**Data section**
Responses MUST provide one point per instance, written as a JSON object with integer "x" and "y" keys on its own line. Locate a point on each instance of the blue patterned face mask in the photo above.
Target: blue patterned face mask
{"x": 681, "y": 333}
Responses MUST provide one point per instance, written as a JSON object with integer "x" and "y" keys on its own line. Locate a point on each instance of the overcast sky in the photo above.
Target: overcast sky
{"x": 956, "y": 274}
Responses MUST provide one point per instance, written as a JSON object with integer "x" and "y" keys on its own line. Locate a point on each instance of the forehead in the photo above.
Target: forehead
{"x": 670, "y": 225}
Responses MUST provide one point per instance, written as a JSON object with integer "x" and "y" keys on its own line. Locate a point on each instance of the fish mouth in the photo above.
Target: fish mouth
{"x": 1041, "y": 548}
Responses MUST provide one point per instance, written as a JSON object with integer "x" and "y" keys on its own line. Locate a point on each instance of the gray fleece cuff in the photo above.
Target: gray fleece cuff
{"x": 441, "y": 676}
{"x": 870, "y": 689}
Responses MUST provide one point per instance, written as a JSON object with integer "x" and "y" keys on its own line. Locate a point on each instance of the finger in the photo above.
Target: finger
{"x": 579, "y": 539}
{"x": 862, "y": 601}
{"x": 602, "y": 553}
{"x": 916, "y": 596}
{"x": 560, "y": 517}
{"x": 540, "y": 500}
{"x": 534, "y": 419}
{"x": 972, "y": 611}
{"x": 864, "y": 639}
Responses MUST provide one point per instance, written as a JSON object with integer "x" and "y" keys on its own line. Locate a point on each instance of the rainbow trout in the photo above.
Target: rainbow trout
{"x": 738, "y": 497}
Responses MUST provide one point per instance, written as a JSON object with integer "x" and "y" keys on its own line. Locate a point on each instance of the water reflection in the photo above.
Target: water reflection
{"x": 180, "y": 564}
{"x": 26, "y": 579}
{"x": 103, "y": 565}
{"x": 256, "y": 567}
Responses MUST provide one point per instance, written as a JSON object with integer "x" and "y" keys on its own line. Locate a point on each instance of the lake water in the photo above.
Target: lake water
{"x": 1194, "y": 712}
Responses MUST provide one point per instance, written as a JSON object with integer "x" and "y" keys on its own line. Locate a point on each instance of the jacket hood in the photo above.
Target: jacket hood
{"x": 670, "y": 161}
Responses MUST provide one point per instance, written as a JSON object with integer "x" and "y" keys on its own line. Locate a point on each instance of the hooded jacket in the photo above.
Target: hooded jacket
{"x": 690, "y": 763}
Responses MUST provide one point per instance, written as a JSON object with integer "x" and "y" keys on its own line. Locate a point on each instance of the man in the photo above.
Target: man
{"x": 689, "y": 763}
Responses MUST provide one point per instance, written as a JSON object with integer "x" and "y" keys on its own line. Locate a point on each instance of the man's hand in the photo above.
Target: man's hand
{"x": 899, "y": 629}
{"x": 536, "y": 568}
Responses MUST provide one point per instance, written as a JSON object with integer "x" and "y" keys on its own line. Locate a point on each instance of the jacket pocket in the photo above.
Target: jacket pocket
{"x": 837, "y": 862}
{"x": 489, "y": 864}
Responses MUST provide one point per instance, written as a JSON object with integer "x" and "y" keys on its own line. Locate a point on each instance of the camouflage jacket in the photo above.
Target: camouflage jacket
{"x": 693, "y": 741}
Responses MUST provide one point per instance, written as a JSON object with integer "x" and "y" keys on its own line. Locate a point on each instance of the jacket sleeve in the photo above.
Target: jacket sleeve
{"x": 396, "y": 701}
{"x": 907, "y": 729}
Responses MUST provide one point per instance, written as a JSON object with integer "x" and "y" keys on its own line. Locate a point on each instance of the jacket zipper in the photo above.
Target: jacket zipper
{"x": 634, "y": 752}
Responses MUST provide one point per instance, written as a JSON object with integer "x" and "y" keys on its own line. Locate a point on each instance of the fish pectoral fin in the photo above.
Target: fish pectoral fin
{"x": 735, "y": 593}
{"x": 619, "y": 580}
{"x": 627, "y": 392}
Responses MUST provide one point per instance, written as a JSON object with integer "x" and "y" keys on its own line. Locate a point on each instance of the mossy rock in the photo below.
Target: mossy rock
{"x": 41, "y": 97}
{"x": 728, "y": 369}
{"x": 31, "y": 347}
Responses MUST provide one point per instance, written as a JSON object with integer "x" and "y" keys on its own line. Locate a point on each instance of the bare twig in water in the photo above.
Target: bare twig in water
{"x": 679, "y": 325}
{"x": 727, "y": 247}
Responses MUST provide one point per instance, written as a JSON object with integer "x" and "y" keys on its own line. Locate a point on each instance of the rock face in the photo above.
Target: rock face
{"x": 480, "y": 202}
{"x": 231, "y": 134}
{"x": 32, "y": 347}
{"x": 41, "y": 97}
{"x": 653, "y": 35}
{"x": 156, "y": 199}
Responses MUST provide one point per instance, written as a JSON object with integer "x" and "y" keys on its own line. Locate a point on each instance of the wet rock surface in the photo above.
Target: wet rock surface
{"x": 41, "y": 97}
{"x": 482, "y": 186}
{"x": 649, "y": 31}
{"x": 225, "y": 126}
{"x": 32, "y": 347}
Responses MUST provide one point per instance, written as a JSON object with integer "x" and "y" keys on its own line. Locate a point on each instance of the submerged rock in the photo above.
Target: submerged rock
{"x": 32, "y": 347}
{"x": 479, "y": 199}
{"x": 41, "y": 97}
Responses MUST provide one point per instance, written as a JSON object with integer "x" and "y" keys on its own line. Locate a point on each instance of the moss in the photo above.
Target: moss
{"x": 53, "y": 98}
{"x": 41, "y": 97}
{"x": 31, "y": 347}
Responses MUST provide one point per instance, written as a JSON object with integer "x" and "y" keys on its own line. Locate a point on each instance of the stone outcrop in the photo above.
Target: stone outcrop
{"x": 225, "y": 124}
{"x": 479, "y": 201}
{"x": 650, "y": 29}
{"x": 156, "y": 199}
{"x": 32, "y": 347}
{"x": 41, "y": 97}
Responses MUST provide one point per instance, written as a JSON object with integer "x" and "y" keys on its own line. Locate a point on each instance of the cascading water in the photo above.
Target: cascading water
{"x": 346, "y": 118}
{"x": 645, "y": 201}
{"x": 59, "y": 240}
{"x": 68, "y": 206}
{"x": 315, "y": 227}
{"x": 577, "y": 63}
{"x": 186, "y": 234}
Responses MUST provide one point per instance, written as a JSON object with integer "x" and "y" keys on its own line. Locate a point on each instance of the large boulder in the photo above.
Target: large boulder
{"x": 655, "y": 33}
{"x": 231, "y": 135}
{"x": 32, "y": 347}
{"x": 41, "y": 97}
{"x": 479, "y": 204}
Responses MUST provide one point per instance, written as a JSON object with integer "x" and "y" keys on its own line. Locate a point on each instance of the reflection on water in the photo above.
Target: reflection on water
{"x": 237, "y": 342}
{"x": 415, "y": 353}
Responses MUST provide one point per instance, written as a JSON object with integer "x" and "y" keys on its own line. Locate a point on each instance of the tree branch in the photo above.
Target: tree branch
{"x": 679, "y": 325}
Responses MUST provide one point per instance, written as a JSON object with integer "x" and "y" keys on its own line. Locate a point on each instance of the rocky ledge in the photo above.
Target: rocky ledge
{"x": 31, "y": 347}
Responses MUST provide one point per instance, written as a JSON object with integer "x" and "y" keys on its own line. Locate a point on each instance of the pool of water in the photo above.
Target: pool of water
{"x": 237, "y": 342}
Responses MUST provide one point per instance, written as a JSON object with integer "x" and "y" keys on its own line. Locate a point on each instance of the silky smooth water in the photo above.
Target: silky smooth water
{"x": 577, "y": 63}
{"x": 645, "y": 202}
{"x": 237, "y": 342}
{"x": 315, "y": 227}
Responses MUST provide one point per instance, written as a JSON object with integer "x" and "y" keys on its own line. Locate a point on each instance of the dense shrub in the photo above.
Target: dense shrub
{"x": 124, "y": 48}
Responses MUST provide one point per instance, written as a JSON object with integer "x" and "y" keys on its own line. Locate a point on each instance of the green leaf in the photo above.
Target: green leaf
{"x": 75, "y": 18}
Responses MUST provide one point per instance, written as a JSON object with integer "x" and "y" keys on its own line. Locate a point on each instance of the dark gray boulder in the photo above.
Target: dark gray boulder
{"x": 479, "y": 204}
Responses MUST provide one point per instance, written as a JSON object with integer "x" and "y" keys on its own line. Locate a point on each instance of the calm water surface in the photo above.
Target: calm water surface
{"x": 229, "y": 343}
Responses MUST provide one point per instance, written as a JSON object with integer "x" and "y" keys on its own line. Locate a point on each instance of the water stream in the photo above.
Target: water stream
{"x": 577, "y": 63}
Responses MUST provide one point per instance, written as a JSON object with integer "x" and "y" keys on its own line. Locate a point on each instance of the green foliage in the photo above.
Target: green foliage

**Given problem**
Give back the lines above exactly, from the one with "stream in the photo above." through the last line.

**Task solution**
Responses MUST provide one point per instance, written as a JSON object with integer "x" and "y" keys on its own line. Locate a point on each instance of the water stream in the photo above.
Target: water stream
{"x": 577, "y": 63}
Responses MUST provide one point per instance, written as a JSON object with integer "x" and "y" keys on its own line. Locate a point on each instance of the green foliage in the photo above.
Target: green foliage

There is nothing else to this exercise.